◆ Objective ◆
Return every record verbatim.

Named-object pointing records
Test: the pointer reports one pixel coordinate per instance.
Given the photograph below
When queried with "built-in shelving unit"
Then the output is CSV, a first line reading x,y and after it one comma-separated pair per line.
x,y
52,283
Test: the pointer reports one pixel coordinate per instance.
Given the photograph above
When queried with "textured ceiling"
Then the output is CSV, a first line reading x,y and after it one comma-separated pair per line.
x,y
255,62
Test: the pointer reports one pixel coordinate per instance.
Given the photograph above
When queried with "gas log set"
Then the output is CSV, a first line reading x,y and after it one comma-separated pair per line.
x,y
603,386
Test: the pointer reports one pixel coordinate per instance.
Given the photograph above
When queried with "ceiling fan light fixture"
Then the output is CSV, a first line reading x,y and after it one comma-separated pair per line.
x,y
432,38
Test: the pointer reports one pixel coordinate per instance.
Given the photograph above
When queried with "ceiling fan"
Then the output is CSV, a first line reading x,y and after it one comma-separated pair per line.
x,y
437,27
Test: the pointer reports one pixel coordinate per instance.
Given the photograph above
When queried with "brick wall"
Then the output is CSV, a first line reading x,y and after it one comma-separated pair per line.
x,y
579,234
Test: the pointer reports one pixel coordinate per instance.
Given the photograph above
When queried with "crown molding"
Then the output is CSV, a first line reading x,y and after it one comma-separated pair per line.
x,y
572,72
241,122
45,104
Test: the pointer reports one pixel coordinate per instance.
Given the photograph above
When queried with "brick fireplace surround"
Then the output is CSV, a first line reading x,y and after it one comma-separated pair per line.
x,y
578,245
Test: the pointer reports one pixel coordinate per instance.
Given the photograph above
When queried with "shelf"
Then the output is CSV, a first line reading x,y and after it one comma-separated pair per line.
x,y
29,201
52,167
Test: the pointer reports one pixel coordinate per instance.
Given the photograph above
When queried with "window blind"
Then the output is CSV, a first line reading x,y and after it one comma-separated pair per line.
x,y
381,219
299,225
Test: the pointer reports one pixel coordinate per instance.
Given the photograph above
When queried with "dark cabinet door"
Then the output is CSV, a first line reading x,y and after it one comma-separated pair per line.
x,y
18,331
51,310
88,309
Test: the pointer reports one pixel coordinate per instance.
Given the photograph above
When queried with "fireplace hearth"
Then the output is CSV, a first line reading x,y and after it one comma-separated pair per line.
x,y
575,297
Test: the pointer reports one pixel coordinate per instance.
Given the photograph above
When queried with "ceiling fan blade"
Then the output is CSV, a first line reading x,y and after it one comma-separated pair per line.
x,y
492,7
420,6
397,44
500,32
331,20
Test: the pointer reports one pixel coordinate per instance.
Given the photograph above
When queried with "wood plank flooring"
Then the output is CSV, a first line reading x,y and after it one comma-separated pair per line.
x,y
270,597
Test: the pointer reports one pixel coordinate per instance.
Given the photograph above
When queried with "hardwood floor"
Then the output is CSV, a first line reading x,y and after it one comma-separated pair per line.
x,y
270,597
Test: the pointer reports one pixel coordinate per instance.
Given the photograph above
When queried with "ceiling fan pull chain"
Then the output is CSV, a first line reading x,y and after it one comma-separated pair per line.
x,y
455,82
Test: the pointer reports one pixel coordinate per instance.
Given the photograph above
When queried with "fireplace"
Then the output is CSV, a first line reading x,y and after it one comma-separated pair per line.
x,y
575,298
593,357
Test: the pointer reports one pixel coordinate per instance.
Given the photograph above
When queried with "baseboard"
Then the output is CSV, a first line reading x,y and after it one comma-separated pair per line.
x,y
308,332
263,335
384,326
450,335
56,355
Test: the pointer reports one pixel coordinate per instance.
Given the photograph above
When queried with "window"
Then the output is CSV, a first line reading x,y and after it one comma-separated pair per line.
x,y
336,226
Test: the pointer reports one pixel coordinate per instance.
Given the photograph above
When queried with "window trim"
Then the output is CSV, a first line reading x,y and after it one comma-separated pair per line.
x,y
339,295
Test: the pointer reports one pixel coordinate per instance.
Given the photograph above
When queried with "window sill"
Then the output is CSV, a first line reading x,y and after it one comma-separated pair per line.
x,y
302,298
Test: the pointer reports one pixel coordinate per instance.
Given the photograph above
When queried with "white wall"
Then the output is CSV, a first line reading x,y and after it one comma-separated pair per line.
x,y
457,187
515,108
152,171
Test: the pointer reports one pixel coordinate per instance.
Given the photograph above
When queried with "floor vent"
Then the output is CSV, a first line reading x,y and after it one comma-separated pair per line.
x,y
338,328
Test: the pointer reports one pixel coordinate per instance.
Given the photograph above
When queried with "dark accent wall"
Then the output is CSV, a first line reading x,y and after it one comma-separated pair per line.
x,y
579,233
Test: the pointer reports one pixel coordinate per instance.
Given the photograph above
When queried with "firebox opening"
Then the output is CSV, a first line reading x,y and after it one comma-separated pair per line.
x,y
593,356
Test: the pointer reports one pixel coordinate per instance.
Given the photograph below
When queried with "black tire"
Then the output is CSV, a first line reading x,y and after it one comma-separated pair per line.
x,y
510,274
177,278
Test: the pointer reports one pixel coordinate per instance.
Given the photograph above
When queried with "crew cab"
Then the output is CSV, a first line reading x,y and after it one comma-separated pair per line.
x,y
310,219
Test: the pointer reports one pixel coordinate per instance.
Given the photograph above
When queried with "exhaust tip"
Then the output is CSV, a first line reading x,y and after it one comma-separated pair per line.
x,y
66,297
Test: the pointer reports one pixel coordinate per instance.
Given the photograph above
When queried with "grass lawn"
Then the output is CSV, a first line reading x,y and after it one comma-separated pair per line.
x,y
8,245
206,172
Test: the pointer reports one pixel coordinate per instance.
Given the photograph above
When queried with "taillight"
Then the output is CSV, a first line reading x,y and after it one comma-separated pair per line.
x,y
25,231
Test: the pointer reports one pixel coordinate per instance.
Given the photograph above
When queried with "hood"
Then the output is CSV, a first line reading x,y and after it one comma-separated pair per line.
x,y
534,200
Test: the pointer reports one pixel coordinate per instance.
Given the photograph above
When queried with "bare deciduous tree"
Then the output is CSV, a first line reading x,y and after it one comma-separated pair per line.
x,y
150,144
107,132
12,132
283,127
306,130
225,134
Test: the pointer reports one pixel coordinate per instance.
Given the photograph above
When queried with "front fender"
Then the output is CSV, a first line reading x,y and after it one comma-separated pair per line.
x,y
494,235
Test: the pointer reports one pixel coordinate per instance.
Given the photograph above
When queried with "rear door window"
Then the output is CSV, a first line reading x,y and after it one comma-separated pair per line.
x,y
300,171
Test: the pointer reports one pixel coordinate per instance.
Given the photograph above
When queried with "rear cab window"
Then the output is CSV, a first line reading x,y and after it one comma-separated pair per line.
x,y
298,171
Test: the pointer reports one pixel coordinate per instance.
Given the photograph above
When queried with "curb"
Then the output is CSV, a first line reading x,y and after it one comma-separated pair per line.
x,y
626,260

◆ Solution to this task ◆
Test: the pointer reports one pixel coordinate per instance.
Given the photograph below
When queried with "built-in shelving unit"
Then the output is CSV, a first line reading x,y and after it one comma-separated pair per line.
x,y
52,283
Test: the pointer reports one pixel coordinate per instance.
Given the photograph above
When queried with "textured ceiling"
Then the output is CSV, a first line reading x,y and after it one comma-separated pair per line.
x,y
255,62
Test: the pointer reports one pixel coordinate per instance.
Given the photograph above
When queried with "gas log set"
Then the output is CSV, a first line reading x,y and after it one comma-separated pair per line.
x,y
603,386
Test: the pointer reports one pixel coordinate per instance.
Given the photograph above
When queried with "ceiling fan light fixture"
Then the output is CSV, a first line reading x,y and after it one comma-separated pair per line.
x,y
432,38
Test: the pointer reports one pixel coordinate per instance.
Given the photograph above
When queried with "ceiling fan"
Then the output is CSV, a first line reading x,y and after it one comma-separated pair per line.
x,y
437,27
Test: the pointer reports one pixel coordinate per instance.
Given the photograph above
When queried with "brick wall"
Then the output is CSV, a first line reading x,y and after it one comma-separated pair per line.
x,y
579,234
Test: the pointer reports one pixel coordinate per instance.
Given the photograph above
When queried with "crown molding"
Then the output is CSV, a first line reading x,y and after it one comma-separated pair per line.
x,y
572,72
241,122
45,104
Test: the pointer reports one pixel coordinate per instance.
Given the photograph above
When queried with "brick fireplace surround"
Then the output is CSV, a first line reading x,y and after it one comma-separated pair per line.
x,y
578,245
Test: the pointer reports one pixel coordinate per instance.
Given the photograph above
When queried with "shelf"
Then the output is CSV, a first line reading x,y and after it one comma-separated pair per line.
x,y
29,201
52,167
Test: the pointer reports one pixel coordinate per instance.
Given the photograph above
When queried with "window blind"
Then the output is CSV, a first line reading x,y and after it one comma-separated pair per line.
x,y
381,219
299,225
Test: the pointer reports one pixel coordinate per instance.
Given the photograph above
When queried with "dark cabinet door"
Then the output is CSV, a first line reading x,y and after it one comma-separated pair per line.
x,y
18,331
51,310
88,309
Test: the pointer reports one pixel coordinate per instance.
Given the photograph above
When queried with "fireplace hearth"
Then the output is CSV, a first line reading x,y and after it one comma-separated pair per line.
x,y
575,297
Test: the pointer reports one pixel coordinate per instance.
Given the photograph above
When queried with "ceiling fan blade"
Then the output is CSV, a first line reading x,y and after it one comma-separated pair per line.
x,y
492,7
420,6
397,44
500,32
331,20
Test: the pointer reports one pixel coordinate per instance.
Given the photograph above
When queried with "wood plank flooring"
Then the output is CSV, a first line reading x,y and after it one comma-separated pair per line.
x,y
270,597
Test: the pointer reports one pixel coordinate per instance.
Given the photograph above
When queried with "hardwood floor"
Then the output is CSV, a first line reading x,y and after it one comma-separated pair per line.
x,y
270,597
Test: the pointer reports one pixel coordinate per instance.
Given the photograph above
When queried with "ceiling fan pull chain"
Then the output is CSV, a first line reading x,y and after it one comma-separated pair per line.
x,y
455,82
Test: the pointer reports one pixel coordinate per instance.
Given the photograph above
When queried with "fireplace"
Then the output is CSV, a first line reading x,y and after it one comma-separated pair per line.
x,y
575,298
593,357
Test: the pointer reports one pixel coordinate per instance.
Given the photograph above
When queried with "baseboard"
Then the output is CSV, a first line reading x,y and after it one comma-separated pair per line.
x,y
308,332
263,335
384,326
450,335
56,355
Test: the pointer reports one pixel coordinate per instance.
Given the photograph above
When queried with "window"
Then the output is CSV, a first line reading x,y and after it one comma-separated pair per line.
x,y
336,226
Test: the pointer reports one pixel coordinate per instance.
Given the photograph above
When queried with "window trim"
Then the output is CSV, a first line reading x,y and after it one comma-separated pair per line.
x,y
339,295
Test: the pointer reports one pixel coordinate per instance.
Given the photograph above
When queried with "window sill"
Then the output is CSV, a first line reading x,y and after it one comma-separated pair per line.
x,y
302,298
Test: the pointer reports one pixel coordinate per instance.
Given the photograph above
When queried with "white wall"
Then the output is CSV, a first line reading x,y and after it one comma-separated pair per line.
x,y
457,187
515,108
152,171
Test: the pointer reports one pixel coordinate per instance.
Given the photograph above
When queried with "floor vent"
Then the output is CSV, a first line reading x,y and after it one comma-separated pair per line.
x,y
338,328
Test: the pointer reports one pixel coordinate per instance.
Given the photograph above
When queried with "dark accent wall"
Then the output is CSV, a first line reading x,y and after it one comma-separated pair per line.
x,y
579,233
Test: the pointer reports one pixel coordinate per instance.
Given the photograph above
When queried with "firebox opening"
Then the output is CSV, a first line reading x,y and after it one comma-separated pair per line.
x,y
593,356
Test: the pointer reports one pixel coordinate per instance.
Given the photograph below
When queried with "black tire"
Then the output is CSV, a first line reading x,y and after it one comma-separated pair per line.
x,y
510,274
177,278
Test: the pointer reports one pixel coordinate per instance.
Given the photograph above
When queried with "crew cab"
Then the output is CSV, a first line reading x,y and after it one comma-separated pair per line.
x,y
310,219
Test: the pointer reports one pixel coordinate per instance.
Given the photograph above
When queried with "exhaust tip"
Then the output is CSV, a first line reading x,y and after it one comma-separated pair per line.
x,y
66,297
Test: the pointer reports one pixel coordinate per instance.
Given the photograph above
When queried with "grass lawn"
Then the output is CSV, a first line reading x,y and after it one comma-separated pair per line.
x,y
8,245
206,172
Test: the pointer reports one pixel coordinate per instance.
Given the photograph above
When queried with "taillight"
Then the output is CSV, a first line reading x,y and after it one comma-separated pair per line.
x,y
25,231
Test: the pointer reports one pixel coordinate per instance.
Given the photograph above
When queried with "hood"
Then the output is CSV, a first line reading x,y and after it one comma-separated pair per line.
x,y
534,200
Test: the pointer reports one pixel coordinate per instance.
Given the photograph above
When queried with "bare deciduous tree"
Then the output is CSV, a first line reading x,y and after it one comma-separated pair per line.
x,y
150,144
107,132
12,132
283,127
306,130
225,134
Test: the pointer reports one pixel coordinate per instance.
Given the photograph above
When queried with "front fender"
Then the output is CSV, a first line reading x,y and after it one comma-separated pair per line.
x,y
494,235
Test: the pointer reports one pixel coordinate per instance.
Given the photograph above
When queried with "rear door window"
Then the output is CSV, a first line reading x,y and after it one comma-separated pair per line.
x,y
300,171
Test: the pointer reports one pixel coordinate per instance.
Given the photograph above
When queried with "rear cab window"
Then the output is CSV, a first line reading x,y and after it one comma-separated pair per line.
x,y
298,171
Test: the pointer reports one pixel coordinate per instance.
Given the photograph above
When queried with "curb"
Then the output is CSV, a first line reading x,y and after it one comma-separated pair per line.
x,y
626,260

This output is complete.